═════ Exercise material

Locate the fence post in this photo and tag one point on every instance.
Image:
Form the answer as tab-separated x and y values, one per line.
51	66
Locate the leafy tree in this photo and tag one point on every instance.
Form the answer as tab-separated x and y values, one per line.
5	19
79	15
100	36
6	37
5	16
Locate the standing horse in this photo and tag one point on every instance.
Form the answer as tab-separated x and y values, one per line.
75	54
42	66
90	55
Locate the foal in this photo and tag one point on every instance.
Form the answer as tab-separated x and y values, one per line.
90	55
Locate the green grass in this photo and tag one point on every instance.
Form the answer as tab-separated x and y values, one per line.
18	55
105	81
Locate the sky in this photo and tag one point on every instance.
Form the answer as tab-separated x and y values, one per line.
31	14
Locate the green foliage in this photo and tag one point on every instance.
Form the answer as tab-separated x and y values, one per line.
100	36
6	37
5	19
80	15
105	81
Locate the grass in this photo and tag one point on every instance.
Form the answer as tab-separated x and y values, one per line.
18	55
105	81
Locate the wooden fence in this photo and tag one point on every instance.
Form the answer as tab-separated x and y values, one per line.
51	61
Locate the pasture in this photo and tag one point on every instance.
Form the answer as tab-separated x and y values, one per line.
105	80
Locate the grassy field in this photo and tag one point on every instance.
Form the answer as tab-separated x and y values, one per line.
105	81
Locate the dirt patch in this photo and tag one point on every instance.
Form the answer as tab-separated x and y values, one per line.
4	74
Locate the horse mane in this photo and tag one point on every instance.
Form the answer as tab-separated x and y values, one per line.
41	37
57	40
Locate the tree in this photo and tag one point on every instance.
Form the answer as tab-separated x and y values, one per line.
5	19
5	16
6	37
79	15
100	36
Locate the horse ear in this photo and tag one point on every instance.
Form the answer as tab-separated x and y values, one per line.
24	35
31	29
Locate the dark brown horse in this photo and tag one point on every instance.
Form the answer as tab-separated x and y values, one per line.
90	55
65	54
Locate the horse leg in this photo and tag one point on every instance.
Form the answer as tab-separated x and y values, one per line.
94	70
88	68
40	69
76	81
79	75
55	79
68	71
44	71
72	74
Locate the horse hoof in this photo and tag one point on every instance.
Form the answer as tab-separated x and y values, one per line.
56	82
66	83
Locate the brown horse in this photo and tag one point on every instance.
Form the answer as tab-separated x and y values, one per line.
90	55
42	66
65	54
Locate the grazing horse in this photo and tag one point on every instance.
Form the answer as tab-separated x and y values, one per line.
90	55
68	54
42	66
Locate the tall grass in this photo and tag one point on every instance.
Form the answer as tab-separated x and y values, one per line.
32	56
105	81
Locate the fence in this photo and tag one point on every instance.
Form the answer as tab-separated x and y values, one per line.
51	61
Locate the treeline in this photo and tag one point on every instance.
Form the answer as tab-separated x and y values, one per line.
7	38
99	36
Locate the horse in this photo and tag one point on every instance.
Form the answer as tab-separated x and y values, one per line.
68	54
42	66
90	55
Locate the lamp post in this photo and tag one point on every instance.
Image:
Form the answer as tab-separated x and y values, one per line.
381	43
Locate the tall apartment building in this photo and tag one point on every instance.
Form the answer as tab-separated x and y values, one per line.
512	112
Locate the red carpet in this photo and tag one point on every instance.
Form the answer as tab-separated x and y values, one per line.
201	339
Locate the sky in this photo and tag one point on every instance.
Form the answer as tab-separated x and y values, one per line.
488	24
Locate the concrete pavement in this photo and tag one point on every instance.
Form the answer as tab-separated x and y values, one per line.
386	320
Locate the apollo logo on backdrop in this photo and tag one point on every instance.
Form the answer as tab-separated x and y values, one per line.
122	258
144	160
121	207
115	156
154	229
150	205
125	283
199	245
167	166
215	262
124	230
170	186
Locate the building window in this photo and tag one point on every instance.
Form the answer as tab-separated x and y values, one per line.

══════════
═════ Exercise material

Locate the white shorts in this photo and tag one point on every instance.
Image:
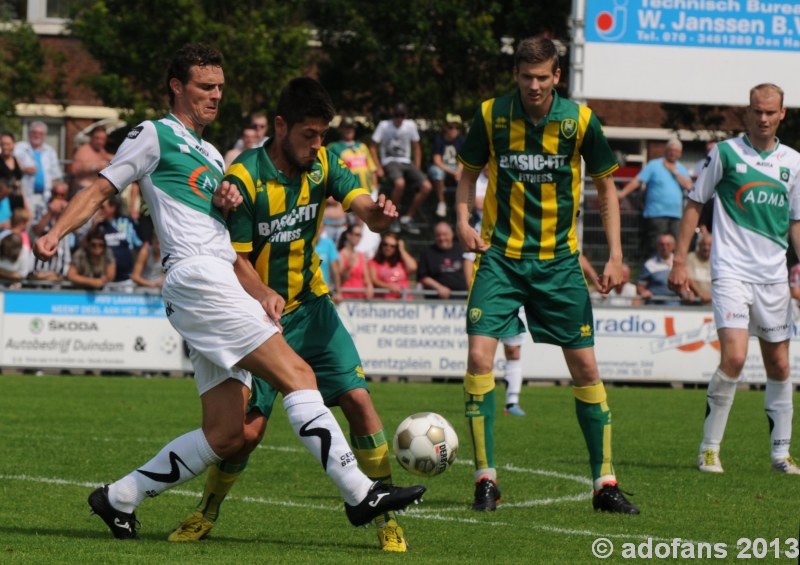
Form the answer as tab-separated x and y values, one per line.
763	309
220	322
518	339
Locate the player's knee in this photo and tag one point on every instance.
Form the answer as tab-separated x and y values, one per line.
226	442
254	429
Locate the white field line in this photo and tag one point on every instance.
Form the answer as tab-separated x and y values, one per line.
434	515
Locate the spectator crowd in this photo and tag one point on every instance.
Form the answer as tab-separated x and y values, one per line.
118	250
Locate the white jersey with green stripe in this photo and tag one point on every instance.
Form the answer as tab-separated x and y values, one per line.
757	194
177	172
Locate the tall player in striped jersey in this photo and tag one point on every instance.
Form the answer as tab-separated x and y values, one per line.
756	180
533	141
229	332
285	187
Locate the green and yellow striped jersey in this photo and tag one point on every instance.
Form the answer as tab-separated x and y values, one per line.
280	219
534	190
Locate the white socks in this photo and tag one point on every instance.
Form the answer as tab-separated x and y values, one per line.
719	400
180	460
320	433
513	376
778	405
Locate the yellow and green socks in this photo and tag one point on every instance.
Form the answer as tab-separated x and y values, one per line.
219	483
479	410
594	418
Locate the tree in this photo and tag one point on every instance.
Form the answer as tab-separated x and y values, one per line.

══════════

• What is expected: Every line holding the string "green" should be copied here, so please find those lines in the data.

• Task result:
Locate the green grass in this photo and tag one point on every instance.
Locate the green foliage in this photo and tag one point on every instance.
Locate the white jersey with green stripe in this photo and tag one point on every instance.
Locate the green and yellow striped jersey in this photo and tag one point on every instance.
Locate the yellow and green socks in this photo and tag one point on every instance.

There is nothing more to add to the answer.